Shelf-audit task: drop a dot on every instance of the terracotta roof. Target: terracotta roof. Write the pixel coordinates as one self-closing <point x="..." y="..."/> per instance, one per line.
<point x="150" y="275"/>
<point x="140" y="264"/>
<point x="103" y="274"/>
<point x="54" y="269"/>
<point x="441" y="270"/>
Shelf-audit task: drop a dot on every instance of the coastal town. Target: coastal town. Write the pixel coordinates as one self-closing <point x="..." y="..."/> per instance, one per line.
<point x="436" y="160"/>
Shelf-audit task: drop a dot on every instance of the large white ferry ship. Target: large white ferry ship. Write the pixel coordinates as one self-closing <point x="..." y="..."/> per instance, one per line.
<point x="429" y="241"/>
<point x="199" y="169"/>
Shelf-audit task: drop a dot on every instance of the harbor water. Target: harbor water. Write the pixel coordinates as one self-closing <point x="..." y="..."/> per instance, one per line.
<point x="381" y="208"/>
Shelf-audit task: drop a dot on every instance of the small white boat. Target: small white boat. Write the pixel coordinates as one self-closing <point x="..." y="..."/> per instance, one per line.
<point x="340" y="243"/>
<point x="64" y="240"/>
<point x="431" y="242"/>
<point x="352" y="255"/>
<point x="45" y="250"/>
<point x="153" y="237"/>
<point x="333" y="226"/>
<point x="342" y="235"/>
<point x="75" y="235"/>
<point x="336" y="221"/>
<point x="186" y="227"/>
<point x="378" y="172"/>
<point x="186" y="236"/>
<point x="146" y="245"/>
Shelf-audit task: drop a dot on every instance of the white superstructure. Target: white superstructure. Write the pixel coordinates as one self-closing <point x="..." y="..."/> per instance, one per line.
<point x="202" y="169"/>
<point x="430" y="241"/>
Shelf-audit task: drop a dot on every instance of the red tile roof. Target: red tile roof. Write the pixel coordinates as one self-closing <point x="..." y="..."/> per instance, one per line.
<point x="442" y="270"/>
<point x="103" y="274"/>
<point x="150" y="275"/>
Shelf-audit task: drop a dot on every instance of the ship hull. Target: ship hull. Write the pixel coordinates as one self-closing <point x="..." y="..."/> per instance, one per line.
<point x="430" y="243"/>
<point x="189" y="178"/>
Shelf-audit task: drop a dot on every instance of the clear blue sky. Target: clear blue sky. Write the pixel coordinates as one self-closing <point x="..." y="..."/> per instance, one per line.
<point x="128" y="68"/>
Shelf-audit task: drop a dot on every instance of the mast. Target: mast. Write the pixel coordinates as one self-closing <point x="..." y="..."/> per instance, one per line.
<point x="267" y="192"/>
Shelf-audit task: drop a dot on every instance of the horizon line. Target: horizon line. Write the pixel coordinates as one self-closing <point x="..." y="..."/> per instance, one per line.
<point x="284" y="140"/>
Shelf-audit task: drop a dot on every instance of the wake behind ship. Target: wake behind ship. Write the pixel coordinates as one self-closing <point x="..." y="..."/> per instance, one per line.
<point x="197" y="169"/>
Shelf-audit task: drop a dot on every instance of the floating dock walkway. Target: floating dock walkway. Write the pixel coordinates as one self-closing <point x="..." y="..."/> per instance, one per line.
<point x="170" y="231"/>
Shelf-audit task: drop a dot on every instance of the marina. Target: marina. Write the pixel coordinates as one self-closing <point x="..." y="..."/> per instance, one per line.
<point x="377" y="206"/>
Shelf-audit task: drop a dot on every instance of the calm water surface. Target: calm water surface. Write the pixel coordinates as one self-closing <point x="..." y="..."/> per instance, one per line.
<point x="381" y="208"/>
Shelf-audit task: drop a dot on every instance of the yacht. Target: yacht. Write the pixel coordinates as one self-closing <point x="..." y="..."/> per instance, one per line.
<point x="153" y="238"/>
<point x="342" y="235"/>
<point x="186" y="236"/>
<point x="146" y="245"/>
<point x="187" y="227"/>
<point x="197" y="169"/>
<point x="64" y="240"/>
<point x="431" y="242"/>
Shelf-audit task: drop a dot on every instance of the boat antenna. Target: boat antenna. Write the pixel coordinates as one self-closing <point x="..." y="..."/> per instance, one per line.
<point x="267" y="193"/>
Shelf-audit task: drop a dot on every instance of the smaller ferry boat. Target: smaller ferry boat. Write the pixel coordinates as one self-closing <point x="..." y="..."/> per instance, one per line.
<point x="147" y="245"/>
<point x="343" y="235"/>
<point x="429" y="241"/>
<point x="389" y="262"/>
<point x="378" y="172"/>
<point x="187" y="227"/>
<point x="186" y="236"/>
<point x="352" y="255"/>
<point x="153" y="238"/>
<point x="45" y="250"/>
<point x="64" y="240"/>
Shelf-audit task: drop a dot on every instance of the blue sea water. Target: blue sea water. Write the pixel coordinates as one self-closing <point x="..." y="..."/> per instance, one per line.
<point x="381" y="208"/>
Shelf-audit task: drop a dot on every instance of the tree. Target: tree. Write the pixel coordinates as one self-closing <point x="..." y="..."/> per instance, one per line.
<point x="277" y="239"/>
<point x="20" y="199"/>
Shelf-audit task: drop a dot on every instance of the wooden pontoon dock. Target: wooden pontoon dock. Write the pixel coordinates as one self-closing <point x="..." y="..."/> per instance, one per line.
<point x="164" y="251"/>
===
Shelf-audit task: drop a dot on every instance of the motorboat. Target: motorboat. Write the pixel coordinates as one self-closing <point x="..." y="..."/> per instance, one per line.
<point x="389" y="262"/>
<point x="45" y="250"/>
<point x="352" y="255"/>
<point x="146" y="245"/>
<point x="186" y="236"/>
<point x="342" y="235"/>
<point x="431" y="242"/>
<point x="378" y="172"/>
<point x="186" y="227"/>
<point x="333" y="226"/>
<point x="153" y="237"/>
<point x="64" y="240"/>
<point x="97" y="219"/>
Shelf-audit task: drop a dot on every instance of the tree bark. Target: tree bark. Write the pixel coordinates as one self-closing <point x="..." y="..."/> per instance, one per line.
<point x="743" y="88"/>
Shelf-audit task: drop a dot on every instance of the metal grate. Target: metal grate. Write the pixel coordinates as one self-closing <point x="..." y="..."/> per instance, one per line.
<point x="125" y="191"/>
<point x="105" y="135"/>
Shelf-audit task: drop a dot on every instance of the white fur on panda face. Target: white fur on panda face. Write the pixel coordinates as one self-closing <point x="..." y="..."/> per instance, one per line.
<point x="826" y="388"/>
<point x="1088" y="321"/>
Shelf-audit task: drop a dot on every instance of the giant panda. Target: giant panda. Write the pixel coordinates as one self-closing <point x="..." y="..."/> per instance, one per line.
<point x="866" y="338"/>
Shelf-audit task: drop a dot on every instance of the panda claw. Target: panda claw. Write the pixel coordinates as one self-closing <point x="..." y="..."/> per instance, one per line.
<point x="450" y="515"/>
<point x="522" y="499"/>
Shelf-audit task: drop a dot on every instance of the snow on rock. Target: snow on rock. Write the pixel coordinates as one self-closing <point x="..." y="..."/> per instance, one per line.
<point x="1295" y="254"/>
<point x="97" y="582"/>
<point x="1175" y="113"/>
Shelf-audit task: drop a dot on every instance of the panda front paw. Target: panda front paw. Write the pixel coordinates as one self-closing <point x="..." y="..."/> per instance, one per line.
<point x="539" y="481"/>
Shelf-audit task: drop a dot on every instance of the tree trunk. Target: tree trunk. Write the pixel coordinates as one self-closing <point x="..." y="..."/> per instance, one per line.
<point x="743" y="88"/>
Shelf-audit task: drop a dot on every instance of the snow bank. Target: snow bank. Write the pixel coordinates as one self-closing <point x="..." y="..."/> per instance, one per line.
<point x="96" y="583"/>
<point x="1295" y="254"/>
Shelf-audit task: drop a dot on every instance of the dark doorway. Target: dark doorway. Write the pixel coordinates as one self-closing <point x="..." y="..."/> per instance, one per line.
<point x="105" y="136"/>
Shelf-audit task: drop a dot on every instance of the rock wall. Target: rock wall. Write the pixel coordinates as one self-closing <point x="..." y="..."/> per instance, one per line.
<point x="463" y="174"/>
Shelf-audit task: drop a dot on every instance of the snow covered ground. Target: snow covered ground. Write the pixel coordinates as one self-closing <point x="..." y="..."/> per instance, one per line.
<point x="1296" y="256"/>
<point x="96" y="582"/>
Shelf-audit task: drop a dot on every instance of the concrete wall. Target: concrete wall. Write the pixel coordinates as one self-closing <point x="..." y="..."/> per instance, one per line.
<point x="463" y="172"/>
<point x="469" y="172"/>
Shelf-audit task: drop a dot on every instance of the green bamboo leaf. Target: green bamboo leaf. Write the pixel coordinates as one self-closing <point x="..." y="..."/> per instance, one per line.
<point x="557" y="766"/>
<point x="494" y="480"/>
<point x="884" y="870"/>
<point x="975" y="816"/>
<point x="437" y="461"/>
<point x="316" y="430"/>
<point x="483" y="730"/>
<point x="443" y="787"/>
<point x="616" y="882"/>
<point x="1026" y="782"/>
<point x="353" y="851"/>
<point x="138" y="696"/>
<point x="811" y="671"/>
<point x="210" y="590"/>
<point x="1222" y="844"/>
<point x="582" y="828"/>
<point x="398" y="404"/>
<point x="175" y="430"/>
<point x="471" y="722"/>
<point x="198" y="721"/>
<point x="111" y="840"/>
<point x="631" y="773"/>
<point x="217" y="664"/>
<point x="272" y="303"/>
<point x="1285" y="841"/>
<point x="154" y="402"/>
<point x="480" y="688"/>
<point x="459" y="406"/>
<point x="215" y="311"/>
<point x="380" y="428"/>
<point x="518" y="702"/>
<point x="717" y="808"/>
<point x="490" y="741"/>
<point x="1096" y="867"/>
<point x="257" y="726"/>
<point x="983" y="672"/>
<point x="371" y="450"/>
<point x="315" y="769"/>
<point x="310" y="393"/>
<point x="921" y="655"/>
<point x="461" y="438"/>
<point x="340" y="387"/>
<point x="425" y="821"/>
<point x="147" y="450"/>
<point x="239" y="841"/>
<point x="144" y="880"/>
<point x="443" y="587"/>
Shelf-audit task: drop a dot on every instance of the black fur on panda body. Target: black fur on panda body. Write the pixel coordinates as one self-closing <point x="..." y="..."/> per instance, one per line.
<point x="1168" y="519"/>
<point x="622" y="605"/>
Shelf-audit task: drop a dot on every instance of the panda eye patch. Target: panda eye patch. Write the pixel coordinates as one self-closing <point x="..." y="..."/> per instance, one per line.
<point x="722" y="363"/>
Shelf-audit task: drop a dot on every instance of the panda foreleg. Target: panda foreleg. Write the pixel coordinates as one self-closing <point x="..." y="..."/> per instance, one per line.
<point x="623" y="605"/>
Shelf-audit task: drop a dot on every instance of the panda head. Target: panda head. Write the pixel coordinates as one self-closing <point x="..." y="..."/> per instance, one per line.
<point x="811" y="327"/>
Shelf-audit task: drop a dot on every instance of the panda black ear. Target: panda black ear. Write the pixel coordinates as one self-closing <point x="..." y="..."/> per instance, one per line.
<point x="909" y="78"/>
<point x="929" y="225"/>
===
Stated problem:
Pick out each line of the records above that contains the string "snow", and copy those lines. Case counts.

Task answer:
Shelf-audit task: drop a dot on every instance of the snow on rock. Target: snow on rock. Write the pixel coordinates as one self-closing <point x="..." y="..."/> per instance, one per line.
Shelf-audit task: drop a dot on every instance of the snow bank. Target: snow bank. Write the pixel coordinates as one self-closing <point x="..." y="..."/> per instance, one per line.
Shelf-audit task: drop a dot on every instance of the snow covered ground. Target: snow covered ground. Write the pixel coordinates as one self-closing <point x="..." y="..."/> per instance, one per line.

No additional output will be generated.